▸ **Exercise objective**
Return, from the listing below, every line that includes "windshield".

▸ **Information shown**
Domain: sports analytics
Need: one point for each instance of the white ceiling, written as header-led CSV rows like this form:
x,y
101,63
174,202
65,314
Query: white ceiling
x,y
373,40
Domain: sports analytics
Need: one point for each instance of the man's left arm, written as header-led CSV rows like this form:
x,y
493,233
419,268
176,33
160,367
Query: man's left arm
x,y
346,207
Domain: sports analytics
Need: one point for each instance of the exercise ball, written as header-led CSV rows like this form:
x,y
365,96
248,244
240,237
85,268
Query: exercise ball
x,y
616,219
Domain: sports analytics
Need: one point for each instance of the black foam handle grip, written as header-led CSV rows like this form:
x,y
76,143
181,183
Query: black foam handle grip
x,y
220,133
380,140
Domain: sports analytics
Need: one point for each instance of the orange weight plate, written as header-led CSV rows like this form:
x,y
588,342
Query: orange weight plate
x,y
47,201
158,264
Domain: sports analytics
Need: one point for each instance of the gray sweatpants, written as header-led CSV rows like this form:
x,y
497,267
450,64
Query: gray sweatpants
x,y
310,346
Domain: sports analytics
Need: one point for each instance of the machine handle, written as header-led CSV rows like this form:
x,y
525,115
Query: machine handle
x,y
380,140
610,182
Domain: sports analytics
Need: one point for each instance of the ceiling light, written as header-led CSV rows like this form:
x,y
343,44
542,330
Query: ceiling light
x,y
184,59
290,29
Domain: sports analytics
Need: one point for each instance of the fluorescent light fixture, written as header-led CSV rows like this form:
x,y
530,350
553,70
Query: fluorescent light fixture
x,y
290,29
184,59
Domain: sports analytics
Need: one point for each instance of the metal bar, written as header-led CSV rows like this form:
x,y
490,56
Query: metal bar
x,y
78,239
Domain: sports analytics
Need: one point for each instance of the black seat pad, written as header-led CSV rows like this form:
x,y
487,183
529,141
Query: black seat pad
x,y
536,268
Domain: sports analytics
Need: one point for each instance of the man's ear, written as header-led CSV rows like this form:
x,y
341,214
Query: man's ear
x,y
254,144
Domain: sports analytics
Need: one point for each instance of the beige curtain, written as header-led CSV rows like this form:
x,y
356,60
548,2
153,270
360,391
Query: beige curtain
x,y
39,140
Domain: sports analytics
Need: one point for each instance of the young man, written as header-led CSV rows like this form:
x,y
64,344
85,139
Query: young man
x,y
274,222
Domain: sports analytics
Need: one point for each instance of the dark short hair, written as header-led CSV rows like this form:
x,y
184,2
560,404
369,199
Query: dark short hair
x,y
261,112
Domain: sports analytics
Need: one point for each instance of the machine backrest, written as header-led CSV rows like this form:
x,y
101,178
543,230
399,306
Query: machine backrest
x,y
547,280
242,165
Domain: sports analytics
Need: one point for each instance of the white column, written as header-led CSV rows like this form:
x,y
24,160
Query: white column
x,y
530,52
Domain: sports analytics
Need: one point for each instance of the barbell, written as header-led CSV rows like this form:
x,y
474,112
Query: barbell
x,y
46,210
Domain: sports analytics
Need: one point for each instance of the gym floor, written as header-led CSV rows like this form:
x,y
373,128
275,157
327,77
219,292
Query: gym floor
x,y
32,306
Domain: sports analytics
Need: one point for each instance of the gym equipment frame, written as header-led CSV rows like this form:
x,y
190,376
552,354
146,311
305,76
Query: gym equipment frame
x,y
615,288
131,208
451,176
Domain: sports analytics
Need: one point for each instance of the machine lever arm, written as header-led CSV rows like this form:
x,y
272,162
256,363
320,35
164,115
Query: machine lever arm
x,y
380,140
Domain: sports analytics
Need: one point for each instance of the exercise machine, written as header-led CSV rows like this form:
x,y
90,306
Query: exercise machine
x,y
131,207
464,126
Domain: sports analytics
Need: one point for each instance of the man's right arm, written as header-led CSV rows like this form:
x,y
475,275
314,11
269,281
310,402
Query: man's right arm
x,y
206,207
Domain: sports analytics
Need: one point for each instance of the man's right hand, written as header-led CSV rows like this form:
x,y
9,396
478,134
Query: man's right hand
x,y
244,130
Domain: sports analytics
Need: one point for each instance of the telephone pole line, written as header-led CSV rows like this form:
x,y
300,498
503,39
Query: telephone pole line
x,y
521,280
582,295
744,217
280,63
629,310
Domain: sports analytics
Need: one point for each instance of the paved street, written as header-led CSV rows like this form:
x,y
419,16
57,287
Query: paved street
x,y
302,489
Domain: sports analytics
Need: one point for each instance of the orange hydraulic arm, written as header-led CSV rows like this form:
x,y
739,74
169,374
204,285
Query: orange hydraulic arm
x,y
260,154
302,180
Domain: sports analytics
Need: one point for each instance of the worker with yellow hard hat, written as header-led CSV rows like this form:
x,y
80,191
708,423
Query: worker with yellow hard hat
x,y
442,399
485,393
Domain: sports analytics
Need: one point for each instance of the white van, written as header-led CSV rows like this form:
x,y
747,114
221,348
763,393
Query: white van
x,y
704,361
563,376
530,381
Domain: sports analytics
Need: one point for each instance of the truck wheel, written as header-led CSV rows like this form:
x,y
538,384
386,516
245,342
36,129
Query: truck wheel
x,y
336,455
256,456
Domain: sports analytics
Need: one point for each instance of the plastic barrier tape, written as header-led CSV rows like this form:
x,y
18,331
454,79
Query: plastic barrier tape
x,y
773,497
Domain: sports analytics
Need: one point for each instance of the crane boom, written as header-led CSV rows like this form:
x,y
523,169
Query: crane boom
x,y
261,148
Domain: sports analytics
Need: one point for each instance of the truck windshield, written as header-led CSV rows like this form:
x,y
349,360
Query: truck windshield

▸ **Response to this exercise**
Need: one point for each instance of the truck windshield, written as header-led CSV rows like this form:
Query: truck windshield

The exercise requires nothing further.